#### Kutipan dokumen:
%%

Deretan kerajinan keramik antik itu tertata rapi di lemari khusus. Ada vas, piring, gelas, dan guci. Vas dan guci itu ada beberapa bentuk dan yang paling menarik tentu saja gambar dekoratifnya. Semakin lama diamati guci-guci antik itu terlihat semakin cantik. Ada yang bermotif dan warna sederhana, bunga dengan warna biru. Namun juga ada yang lebih rumit gambarnya dan lebih penuh warna. Koleksi seorang pecinta kerajinan keramik kuno di Semarang itu sebagian besar memang berasal dari Cina, meskipun ada yang dari Jepang dan Belanda.
Cina memang dikenal memiliki kebudayaan yang paling tua di dunia. Guci-guci antik Cina biasanya berasal dari Dinasti Ming (1368 – 1644) atau Dinasti Ching (1644 – 1910). Bahkan jauh sebelumnya, yakni guci peninggalan zaman Dinasti Han (202 – 220), Dinasti Tang (618 – 907), atau Dinasti Sung (960 – 1279). Selain guci, produk keramiknya meliputi tempat dupa, teko, mangkok, vas bunga dan lain-lain.
Cina menjadi negara yang paling awal dalam industri membuat porselen atau keramik. Saat Dinasti Han Timur, teknik pembuatan porselen berangsur-angsur semakin matang. Sehingga di masa dinasti ini, produk porselen berkembang, terutama di daerah selatan dan utara Cina. Bahkan kemudian terbentuk wilayah basis industri pembuatan porselen, yakni porselen biru di bagian selatan, dan porselen putih di bagian utara.
Pada Dinasti Tang, sudah ada warna biru dan hijau, namun model masih sederhana. Mungkin saat itu belum mampu menggunakan warna kimiawi, jadi cuma pakai getah daun atau akar. Itu pun produknya sudah ada yang masuk ke Indonesia.
Pada zaman Dinasti Sung terdapat lima tempat pembakaran porselen ternama yang menghasilkan produk dengan kekhasan masing-masing daerah. Lalu setelah era Dinasti Yuan, mulai keluar produk keramik berwarna-warni.
Di zaman Dinasti Ming dan Ching, usaha pembuatan porselen Cina mencapai puncak keemasan, dan mulai dipasarkan ke berbagai penjuru dunia, termasuk ke Nusantara. Pada era Dinasti Ming ini produk yang terkenal adalah porselen yang bermotif naga dan phoenix. Ciri lain produk dinasti ini adalah menggunakan tiga warna, kuning, hijau dan aubergine sebagai warna dominan. Ini disebut sebagai produk susancai (tiga warna) yang merupakan ciri zaman Dinasti Ming.

%%

#### Informasi yang ditampilkan:
%%

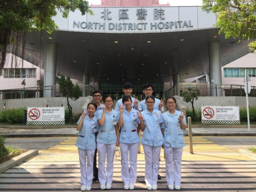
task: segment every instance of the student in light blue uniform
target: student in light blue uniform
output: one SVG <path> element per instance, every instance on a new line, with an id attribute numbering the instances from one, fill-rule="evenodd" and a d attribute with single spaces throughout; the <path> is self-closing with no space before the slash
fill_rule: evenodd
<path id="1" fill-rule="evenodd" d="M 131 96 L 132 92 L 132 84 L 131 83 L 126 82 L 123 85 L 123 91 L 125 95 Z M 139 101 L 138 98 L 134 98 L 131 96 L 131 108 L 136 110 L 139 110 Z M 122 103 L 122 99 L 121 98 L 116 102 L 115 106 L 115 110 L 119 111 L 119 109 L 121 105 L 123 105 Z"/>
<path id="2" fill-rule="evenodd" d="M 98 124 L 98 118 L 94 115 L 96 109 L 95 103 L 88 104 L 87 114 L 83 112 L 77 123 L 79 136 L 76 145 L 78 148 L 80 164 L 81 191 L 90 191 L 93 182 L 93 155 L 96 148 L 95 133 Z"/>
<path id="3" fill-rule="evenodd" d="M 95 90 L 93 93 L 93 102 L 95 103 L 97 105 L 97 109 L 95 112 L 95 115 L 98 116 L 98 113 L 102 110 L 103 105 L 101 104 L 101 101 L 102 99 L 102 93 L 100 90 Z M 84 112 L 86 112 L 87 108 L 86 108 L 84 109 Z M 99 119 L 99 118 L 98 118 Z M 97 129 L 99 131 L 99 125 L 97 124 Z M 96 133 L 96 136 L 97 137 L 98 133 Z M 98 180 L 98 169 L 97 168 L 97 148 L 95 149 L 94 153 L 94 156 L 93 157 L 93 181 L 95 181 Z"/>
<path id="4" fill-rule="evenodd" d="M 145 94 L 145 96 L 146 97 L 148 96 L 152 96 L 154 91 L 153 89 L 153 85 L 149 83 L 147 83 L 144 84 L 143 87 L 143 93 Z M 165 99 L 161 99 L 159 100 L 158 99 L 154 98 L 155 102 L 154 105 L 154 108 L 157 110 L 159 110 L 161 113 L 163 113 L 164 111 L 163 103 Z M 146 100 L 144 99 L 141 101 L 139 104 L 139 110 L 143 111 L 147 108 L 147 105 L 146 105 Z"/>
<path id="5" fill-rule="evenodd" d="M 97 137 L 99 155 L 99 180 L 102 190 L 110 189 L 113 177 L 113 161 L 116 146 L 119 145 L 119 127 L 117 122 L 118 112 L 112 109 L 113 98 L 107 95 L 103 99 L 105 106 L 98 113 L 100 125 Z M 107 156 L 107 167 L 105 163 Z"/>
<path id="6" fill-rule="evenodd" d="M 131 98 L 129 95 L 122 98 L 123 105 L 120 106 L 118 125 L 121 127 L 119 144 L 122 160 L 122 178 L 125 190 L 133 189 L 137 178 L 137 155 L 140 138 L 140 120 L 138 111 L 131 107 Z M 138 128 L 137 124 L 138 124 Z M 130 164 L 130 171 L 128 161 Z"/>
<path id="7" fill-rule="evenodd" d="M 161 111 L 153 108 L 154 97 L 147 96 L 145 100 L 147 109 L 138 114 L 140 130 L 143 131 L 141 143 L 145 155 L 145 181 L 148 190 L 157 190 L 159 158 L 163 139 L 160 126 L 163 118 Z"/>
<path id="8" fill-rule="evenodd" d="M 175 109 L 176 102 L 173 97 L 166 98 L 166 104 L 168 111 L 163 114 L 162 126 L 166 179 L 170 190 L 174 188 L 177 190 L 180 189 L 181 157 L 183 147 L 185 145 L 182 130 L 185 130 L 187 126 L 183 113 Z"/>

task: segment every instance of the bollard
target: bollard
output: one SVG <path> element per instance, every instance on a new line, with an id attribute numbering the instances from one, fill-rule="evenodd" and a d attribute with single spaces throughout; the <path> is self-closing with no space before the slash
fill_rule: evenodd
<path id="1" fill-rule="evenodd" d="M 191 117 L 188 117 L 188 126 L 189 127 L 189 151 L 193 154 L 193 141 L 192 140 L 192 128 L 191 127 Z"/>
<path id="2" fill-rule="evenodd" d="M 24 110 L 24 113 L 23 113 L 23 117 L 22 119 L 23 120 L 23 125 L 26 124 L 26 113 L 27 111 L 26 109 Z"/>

%%
%%

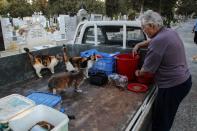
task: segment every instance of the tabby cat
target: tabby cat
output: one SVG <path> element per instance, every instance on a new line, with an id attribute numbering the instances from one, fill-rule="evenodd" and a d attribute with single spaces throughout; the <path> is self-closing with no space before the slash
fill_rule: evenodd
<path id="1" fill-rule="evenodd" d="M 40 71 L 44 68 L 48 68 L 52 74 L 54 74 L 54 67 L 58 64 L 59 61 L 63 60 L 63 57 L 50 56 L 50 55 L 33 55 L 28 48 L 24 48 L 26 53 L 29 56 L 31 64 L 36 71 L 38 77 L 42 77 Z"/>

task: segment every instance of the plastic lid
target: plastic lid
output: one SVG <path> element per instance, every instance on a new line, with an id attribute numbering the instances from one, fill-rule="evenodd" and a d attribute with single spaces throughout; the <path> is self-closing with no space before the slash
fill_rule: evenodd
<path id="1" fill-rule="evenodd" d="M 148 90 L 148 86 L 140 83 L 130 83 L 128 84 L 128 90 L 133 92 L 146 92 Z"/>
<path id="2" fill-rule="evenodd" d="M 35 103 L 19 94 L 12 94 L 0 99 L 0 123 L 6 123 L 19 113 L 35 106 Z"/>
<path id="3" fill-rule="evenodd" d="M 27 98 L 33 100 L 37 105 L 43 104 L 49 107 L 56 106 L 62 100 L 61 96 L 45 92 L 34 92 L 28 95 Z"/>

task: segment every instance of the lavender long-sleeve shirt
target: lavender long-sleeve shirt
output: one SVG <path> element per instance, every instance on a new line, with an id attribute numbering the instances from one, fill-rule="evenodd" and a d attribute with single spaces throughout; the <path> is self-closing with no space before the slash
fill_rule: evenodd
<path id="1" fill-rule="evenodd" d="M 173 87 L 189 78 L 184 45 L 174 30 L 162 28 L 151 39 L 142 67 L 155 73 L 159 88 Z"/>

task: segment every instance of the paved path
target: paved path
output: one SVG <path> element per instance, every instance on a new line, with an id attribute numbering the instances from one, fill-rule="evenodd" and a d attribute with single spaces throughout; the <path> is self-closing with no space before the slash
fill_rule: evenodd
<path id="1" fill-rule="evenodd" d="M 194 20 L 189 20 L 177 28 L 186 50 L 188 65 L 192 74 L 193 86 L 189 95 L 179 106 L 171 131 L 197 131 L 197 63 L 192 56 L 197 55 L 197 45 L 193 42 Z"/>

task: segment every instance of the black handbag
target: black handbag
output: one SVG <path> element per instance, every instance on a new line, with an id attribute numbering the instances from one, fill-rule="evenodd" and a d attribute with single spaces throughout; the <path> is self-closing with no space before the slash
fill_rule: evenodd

%%

#### Apa yang diminta:
(a) Kembalikan tanpa perubahan baris-baris dalam catatan, mulai dari baris yang memuat "task: segment every instance of the student" hingga baris yang memuat "target: student in light blue uniform", kedua baris itu termasuk.
(b) Lanjutkan teks tentang keramik antik Cina, dimulai setelah kalimat terakhirnya.
Teks tentang keramik antik Cina dan catatan di sini tidak saling berhubungan.

#### Daftar jawaban:
(a)
task: segment every instance of the student in light blue uniform
target: student in light blue uniform

(b)
Jarang Sama
Kenapa guci dan keramik antik lainnya? Hal ini memang bermula dari keinginan punya koleksi. Kalau seni lukis, pertama sudah mahal. Kemudian tidak bisa melihat seni lukis dari luar, karena yang dalam negeri seperti Affandi saja sudah mahal sekali. Karyanya juga tersebar cukup banyak. Kemudian ia kenal dengan keramik. “Saya pikir mengoleksi ini lebih tidak banyak yang punya. Lagian nilainya ternyata di rumah lelang dunia seperti Christie atau Sotheby bisa jauh lebih tinggi. Jarang ada barang yang sama”.
Dan keramik Cina dari segi art memang bagus, apalagi disesuaikan dengan zaman dibuat. Hubungan dagang dengan kerajaan-kerajaan di Indonesia membuat banyak orang Cina seperti Cheng Ho datang. Mereka banyak membawa cenderamata sesuai dengan daerah yang akan dikunjungi.
Keramik dengan bentuk kendi khusus di Indonesia, di Cina sendiri tidak ada. Artinya memang dibuat khusus oleh orang Cina untuk dibawa ke Indonesia, khususnya di Jawa.Biasanya dari Dinasti Ching. Soalnya bentuk kendi orang Cina memang berbeda. “Itu pintarnya orang Cina, sehingga bisa diterima di mana-mana”. Namun banyak kapal pengangkutnya karam di perairan Indonesia.
Sangat Terbatas
Kesukaan terhadap guci antik ini karena barang sudah tidak diproduksi lagi sehingga barang sangat terbatas. Nilai suatu barang ditentukan oleh usia, kelangkaan, dan keutuhan. Christie pernah melelang sloki kecil tempat minum teh zaman Dinasti Ming satu biji berwarna merah laku miliaran rupiah.
Pada waktu mulai mengoleksi tahun 1990 ke bawah produk-produk porselen ini didapat tidak dengan nilai yang terlalu tinggi. Sekarang kalau cari ternyata susah. Barang seperti ini kalau sudah masuk ke kolektor, susah di pasaran.
Rumah lelang di Jakarta seperti Borobudur yang tadinya menampilkan barang-barang keramik antik ini sekarang sudah berhenti, karena memang sudah tidak ada barang. Mungkin baru bisa keluar kalau kolektornya sudah tidak ada, dan anaknya tidak memerlukannya lagi.
Jenis produknya bermacam-macam. Ada barang yang memang dibutuhkan untuk kebutuhan sehari-hari seperti piring, mangkuk, gelas, kendi, tetapi juga ada yang untuk hiasan seperti vas, pot. Kemudian taraf seniman juga dibedakan apakan kerajinan keramik itu untuk keluarga istana, pejabat tinggi atau rakyat biasa. Walaupun umurnya sama tetapi tingkatannya produk itu berbeda.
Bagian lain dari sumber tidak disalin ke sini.